**WRITTEN PROBLEM 1**. Copy the part of the production-planning passage that begins at the words "It is an object" and ends after "a production process.".

**DOCUMENT**.
* BEGIN *

It is an object of the present invention to provide a computer implemented method, apparatus and computer program product that allow to improve a production planning, in particular, with respect to a more efficient controlling and re-planning of a production process.

In a first aspect of the invention a computer implemented method for planning of a production process is presented, wherein the production process refers to the production of a product based on a pre-product, wherein the pre-product and the product are produced by different production entities, wherein the method comprises a) providing product planning data for the product with respect to the production entity producing the product, wherein the product planning data is indicative of one or more aspects of a production plan of the product that should be fulfilled during the production process of the product, b) providing pre-product planning data for the pre-product with respect to the production entity producing the pre-product, wherein the pre-product planning data is indicative of one or more aspects of a production plan of the pre-product that should be fulfilled during the production process of the pre-product, c) storing the product planning data and the pre-product planning data on a sequential distributed database, d) determining a product status of the production process of the product by comparing the product planning data stored on the sequential distributed database with blockchain oracle data of the production process, e) determining a pre-product status of the production process of the pre-product by comparing the pre-product planning data stored on the sequential distributed database with blockchain oracle data of the production process, and f) validating the product status with respect to the pre-product status.

* END *

**PROVIDED RECORDS**.
* BEGIN *

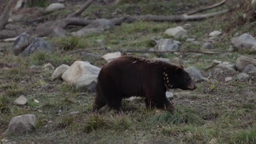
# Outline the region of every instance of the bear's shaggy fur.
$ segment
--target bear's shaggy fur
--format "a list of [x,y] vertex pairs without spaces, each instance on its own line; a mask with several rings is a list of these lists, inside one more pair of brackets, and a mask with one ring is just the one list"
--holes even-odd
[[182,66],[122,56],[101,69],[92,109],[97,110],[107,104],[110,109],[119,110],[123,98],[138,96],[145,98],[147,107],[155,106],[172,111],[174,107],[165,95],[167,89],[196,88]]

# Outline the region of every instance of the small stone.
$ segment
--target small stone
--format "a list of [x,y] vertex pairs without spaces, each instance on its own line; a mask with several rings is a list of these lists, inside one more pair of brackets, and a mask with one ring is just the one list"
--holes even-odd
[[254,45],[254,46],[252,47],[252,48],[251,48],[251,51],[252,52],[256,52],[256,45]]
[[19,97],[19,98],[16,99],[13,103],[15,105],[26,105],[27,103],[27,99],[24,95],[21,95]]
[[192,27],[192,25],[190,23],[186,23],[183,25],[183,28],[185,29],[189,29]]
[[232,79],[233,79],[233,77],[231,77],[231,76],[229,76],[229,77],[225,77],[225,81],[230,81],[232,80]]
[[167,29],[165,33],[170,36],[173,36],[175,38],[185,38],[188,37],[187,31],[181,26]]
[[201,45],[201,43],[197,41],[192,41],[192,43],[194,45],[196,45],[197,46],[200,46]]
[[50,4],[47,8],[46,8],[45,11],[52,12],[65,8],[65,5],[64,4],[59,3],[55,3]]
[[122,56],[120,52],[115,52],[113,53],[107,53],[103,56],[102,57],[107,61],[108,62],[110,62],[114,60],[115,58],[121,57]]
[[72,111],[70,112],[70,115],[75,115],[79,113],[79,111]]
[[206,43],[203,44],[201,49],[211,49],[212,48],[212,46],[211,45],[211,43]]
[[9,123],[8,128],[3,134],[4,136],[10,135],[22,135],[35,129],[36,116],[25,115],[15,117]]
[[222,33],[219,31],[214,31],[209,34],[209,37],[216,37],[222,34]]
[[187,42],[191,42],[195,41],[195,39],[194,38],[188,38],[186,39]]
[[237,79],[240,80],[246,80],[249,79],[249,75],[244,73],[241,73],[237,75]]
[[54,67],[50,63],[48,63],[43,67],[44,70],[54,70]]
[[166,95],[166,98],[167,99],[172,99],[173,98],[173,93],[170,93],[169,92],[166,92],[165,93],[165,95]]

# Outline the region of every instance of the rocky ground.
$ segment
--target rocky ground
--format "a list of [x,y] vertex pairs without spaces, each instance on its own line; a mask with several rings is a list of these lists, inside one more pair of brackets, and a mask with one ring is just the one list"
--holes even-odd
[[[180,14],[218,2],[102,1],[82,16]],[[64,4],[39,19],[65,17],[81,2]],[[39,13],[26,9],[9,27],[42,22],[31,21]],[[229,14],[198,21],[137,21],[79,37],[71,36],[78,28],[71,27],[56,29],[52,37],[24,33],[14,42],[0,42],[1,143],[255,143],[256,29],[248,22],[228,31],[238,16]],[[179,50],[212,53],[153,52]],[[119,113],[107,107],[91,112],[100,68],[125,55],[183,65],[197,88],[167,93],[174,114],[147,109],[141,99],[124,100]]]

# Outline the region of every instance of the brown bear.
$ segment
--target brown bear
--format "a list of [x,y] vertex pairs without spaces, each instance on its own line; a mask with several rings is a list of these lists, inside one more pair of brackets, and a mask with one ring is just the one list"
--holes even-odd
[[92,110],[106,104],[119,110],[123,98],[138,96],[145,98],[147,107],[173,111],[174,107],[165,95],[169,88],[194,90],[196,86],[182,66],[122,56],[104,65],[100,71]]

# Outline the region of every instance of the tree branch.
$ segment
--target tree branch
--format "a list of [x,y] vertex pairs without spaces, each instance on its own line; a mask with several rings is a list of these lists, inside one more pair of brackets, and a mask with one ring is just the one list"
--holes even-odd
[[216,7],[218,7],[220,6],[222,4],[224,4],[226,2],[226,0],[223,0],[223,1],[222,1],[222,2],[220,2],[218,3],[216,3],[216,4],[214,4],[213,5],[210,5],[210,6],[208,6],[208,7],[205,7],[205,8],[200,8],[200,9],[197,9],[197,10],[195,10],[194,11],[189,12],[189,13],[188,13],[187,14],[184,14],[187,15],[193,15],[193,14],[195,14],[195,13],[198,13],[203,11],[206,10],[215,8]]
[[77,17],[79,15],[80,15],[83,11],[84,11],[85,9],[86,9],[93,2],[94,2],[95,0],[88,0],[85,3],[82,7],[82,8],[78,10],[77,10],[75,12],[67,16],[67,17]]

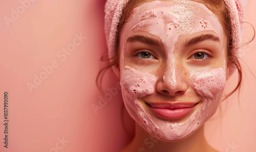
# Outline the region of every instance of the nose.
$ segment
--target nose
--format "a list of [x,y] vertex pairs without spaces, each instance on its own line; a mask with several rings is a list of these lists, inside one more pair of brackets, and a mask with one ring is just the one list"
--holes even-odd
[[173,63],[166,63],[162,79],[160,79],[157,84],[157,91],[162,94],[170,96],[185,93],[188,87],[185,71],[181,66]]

* END *

**WRITTEN PROBLEM 2**. In the rows, start at the line that contains "# Outline the region of every instance of the brown" and continue through the end of the rows. Rewrite those lines with "tree branch" changed to "fallen log" and nothing else altered, and give only those lines without the pictures.

**CORRECT RESPONSE 1**.
It is an object of the present invention to provide a computer implemented method, apparatus and computer program product that allow to improve a production planning, in particular, with respect to a more efficient controlling and re-planning of a production process.

**CORRECT RESPONSE 2**.
# Outline the region of every instance of the brown bear.
$ segment
--target brown bear
--format "a list of [x,y] vertex pairs without spaces, each instance on its own line; a mask with several rings is a list of these lists, inside one more pair of brackets, and a mask with one ring is just the one list"
--holes even-odd
[[92,110],[106,104],[119,110],[123,98],[138,96],[145,98],[147,107],[173,111],[174,107],[165,95],[169,88],[194,90],[196,86],[182,66],[122,56],[104,65],[100,71]]

# Outline the region of every instance of the fallen log.
$ segment
--target fallen log
--format "a list of [x,y] vertex pairs without spaces, each instance on its own line; a mask with several rings is a list of these lists, inside one more pair of brackets, and a mask with one ring is just the one list"
--holes even-odd
[[216,7],[218,7],[220,6],[222,4],[224,4],[226,2],[226,0],[223,0],[223,1],[222,1],[222,2],[220,2],[218,3],[216,3],[216,4],[214,4],[213,5],[210,5],[210,6],[208,6],[208,7],[205,7],[205,8],[200,8],[200,9],[197,9],[197,10],[195,10],[194,11],[189,12],[189,13],[188,13],[187,14],[184,14],[187,15],[193,15],[193,14],[195,14],[195,13],[198,13],[203,11],[206,10],[215,8]]
[[77,17],[79,15],[80,15],[83,11],[84,11],[85,9],[86,9],[93,2],[94,2],[95,0],[88,0],[85,3],[82,7],[82,8],[78,10],[77,10],[75,12],[67,16],[67,17]]

# Outline the region of every instance of the nose.
$ segment
--target nose
--format "a list of [x,y] vertex pairs without spaces, each instance on its own line; a mask with several rings is a list of these lists, inside one more pair of brackets, and a mask with one ring is just the one list"
--holes even-odd
[[173,63],[166,63],[162,79],[160,79],[157,84],[157,91],[162,94],[170,96],[185,93],[188,87],[185,71],[181,66]]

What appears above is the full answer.